_Goal_: Report every line of the items below that contains the word "rainbow".

_Dataset records_:
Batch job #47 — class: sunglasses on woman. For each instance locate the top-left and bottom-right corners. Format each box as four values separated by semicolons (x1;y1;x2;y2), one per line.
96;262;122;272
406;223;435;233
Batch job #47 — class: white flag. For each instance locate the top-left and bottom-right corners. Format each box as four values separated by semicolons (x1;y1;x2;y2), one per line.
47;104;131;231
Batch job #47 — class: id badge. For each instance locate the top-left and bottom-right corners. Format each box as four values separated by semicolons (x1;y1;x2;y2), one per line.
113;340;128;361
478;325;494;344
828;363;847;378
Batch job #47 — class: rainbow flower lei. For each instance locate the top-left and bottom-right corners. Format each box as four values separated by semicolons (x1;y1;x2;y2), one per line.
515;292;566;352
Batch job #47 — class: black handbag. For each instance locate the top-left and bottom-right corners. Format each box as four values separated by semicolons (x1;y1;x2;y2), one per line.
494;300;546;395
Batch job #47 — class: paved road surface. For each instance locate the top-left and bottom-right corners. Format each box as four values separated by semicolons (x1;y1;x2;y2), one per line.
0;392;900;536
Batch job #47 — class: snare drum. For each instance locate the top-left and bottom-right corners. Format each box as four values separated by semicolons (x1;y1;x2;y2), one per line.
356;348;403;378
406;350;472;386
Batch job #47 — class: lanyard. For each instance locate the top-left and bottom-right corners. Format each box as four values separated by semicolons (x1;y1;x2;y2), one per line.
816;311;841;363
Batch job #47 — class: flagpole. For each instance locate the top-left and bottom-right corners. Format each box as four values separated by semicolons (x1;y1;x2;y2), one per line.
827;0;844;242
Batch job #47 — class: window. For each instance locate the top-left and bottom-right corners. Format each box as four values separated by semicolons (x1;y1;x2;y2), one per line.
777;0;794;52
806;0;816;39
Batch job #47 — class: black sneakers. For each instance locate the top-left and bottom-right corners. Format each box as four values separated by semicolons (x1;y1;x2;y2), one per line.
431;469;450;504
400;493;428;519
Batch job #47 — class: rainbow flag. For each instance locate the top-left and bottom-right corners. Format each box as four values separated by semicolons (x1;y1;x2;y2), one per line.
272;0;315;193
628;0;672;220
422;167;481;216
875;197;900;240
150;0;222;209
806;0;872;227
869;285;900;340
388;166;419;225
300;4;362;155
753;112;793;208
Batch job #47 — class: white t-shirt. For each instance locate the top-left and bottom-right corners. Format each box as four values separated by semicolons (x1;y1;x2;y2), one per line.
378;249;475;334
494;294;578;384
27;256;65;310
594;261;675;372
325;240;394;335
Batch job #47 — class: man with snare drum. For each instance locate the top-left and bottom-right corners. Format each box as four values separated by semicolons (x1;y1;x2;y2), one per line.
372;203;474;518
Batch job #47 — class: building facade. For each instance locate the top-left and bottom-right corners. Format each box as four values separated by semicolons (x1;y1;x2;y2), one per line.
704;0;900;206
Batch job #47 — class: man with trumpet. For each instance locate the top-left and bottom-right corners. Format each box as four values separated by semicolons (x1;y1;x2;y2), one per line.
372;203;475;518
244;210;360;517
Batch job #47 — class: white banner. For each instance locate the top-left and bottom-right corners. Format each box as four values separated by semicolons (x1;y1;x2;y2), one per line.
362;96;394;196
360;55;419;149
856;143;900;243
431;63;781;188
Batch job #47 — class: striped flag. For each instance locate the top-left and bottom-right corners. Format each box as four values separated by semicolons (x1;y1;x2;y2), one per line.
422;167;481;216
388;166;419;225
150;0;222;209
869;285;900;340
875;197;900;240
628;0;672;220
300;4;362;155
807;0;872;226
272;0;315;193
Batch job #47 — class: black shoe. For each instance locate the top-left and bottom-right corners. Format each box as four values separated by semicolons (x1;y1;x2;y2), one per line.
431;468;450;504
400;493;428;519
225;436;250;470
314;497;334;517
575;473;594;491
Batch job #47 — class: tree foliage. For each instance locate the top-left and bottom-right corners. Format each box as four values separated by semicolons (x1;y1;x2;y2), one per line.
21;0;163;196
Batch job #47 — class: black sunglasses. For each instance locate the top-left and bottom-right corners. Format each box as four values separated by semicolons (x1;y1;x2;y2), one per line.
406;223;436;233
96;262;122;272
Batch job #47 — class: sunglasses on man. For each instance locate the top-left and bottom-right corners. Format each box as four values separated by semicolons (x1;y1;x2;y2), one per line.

_Complete response_:
Batch job #47 — class: rainbow flower lei. For each instance locate the top-left and bottom-right corners. Format each box as four values separated by semicolons (x1;y1;x2;y2), one per line.
Batch job #47 — class: rainbow flag. For each instance locate the top-left and bottom-right corners. Format each box as four values separated by semicolons (x1;y1;x2;y2), one per line.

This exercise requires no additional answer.